**Data lines:**
————
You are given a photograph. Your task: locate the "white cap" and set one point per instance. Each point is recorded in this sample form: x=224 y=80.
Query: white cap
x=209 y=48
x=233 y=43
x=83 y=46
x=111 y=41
————
**Required task:** Can you retype all of the entries above word for word, keeping every line and character unchanged?

**Output for this task:**
You are given a photograph. Your task: locate the "white cap" and set one point per instance. Each point is recorded in this sample form: x=224 y=80.
Query: white cap
x=209 y=48
x=233 y=43
x=83 y=46
x=111 y=41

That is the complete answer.